Short problem
Every line from the one with "In this exercise you will indicate the bag" through the end of the records below should be restated word for word, and nothing outside that span.

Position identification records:
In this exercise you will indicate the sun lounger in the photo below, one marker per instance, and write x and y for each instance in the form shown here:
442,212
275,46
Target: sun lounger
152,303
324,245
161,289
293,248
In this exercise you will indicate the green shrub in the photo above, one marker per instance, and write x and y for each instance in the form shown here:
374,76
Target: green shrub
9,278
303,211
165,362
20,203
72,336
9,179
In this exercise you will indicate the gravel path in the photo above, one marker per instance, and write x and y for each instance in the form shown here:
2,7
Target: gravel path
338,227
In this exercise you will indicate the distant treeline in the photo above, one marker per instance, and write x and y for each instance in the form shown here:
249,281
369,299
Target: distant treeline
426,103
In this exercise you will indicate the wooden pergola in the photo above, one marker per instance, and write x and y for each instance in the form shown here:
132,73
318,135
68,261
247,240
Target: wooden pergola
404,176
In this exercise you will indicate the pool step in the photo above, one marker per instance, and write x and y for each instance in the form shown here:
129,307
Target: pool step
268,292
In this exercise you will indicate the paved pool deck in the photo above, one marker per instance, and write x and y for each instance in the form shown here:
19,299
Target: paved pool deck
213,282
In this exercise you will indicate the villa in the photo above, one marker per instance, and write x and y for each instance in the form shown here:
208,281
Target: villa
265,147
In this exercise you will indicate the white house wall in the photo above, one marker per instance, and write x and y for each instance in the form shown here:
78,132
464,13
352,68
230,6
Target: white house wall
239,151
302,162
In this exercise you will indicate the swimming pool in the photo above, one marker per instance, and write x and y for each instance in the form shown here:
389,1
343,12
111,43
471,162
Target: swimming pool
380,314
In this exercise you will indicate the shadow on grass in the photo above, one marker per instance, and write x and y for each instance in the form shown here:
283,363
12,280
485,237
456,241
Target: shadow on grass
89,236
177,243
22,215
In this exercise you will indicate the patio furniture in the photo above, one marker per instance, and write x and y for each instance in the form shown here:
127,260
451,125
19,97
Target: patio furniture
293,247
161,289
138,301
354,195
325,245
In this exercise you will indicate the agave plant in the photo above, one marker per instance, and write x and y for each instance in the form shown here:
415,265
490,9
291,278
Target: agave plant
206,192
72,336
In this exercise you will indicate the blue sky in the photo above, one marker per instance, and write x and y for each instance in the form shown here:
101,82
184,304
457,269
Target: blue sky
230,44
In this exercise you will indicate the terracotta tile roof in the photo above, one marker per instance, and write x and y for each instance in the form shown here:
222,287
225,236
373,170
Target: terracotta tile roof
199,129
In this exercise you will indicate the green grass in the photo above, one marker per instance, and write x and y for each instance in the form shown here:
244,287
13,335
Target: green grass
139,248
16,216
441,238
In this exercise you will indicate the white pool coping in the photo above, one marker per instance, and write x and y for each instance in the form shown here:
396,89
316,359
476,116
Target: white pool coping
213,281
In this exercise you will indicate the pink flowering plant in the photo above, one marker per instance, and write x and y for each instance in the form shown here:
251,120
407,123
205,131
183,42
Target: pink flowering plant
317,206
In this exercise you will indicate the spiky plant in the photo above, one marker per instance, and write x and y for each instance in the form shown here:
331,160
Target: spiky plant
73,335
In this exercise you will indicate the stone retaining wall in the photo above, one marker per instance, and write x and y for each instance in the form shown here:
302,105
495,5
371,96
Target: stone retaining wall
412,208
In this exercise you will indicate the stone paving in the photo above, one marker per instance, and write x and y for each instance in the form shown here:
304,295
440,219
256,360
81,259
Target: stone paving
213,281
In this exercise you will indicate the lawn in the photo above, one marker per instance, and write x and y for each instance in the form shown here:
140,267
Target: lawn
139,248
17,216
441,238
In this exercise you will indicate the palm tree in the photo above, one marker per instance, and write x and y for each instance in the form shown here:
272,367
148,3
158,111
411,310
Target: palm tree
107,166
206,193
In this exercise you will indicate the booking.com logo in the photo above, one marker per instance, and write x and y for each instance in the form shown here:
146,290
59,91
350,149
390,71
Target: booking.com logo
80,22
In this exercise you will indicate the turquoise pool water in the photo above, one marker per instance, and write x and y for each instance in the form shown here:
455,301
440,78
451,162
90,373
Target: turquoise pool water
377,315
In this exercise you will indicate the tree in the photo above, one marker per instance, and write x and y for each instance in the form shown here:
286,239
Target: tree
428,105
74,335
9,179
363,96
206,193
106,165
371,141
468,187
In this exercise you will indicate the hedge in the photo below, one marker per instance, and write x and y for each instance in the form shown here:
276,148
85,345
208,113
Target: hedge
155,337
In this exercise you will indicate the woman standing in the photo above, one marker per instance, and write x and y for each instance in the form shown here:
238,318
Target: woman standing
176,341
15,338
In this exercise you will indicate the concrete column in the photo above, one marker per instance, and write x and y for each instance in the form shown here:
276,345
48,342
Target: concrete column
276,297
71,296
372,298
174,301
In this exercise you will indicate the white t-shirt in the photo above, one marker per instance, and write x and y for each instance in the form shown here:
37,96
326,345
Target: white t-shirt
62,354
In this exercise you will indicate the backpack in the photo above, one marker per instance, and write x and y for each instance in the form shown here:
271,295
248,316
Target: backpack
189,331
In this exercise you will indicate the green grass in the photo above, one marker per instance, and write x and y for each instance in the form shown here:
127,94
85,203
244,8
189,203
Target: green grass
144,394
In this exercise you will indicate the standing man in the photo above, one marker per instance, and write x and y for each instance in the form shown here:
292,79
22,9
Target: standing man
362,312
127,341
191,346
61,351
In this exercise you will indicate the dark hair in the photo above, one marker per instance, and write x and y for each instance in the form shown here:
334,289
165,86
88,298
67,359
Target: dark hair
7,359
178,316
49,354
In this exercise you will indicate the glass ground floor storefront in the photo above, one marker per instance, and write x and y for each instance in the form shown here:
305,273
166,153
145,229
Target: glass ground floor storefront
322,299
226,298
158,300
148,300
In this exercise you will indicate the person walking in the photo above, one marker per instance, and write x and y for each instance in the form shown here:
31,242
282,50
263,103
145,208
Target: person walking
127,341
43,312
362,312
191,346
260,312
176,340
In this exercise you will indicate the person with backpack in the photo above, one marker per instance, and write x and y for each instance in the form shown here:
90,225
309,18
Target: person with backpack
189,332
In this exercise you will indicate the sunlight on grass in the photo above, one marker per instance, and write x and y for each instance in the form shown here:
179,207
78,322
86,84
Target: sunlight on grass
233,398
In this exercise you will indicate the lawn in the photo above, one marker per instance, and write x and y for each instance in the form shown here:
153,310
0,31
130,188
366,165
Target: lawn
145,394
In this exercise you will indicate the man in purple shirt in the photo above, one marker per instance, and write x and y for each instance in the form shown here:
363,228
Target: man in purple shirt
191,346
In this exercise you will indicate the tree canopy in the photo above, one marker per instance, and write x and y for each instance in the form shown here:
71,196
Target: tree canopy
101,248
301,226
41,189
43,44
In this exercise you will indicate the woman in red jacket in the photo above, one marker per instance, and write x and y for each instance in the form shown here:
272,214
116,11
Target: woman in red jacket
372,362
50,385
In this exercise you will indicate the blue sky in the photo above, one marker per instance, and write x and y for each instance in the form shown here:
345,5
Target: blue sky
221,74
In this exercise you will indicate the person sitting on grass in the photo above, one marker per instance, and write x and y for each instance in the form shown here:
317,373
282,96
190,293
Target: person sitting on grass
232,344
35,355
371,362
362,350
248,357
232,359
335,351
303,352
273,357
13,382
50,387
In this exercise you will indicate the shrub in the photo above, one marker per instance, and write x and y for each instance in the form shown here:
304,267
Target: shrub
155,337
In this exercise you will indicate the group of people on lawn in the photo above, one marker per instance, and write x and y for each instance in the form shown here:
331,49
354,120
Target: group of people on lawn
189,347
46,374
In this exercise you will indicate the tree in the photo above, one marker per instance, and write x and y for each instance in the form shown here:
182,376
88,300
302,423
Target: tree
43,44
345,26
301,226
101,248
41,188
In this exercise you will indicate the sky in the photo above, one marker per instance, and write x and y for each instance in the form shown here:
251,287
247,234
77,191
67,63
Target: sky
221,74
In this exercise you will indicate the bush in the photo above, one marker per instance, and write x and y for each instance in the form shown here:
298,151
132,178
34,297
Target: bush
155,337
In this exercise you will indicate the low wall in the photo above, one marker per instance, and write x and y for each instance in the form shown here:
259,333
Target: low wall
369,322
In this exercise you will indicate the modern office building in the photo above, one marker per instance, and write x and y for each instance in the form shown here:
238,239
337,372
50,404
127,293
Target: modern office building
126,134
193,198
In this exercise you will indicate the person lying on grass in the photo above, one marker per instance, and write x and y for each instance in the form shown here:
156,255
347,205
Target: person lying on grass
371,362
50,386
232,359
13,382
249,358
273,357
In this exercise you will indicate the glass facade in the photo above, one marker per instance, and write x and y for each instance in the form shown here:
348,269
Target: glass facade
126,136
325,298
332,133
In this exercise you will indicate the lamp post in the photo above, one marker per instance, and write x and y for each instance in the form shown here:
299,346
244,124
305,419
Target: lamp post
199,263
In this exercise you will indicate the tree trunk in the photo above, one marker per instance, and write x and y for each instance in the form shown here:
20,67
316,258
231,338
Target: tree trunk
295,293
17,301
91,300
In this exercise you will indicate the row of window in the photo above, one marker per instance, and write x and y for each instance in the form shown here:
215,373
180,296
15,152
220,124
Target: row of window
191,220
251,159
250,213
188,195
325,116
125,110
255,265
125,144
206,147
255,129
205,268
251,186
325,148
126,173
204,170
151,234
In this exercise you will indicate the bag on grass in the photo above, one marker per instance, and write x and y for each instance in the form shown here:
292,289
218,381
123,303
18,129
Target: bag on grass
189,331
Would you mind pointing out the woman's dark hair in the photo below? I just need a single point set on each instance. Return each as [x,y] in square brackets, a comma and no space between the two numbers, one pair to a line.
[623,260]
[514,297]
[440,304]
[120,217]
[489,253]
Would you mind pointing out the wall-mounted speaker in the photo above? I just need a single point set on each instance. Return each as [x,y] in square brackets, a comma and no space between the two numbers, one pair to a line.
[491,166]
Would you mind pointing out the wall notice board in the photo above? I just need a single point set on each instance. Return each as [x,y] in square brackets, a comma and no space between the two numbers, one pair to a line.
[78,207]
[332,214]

Finished exercise
In this exercise you will indicate the bag on grass in the photo above, one marker per instance, and write x and y for each instance in the form shown here:
292,289
218,381
123,303
18,129
Target: bag on grass
189,331
Would you mind pointing out the woman's dark hair in the photo below? I just need a single point set on each instance. Return each as [x,y] in square brackets, a comma and no space between the two numbers, one pair to a line.
[623,260]
[514,297]
[440,304]
[120,217]
[489,253]
Would you mind pointing out the wall-mounted speaker in the photo above? I just need a single point set on each instance. Return each as [x,y] in square brackets, a comma and no space between the two numbers, one pair to a line.
[491,166]
Would you mind pointing out the wall notice board in the photo above? I just need a single point set on each instance. Return each as [x,y] in square brackets, a comma and no space between the two numbers, one pair to a line.
[78,207]
[332,214]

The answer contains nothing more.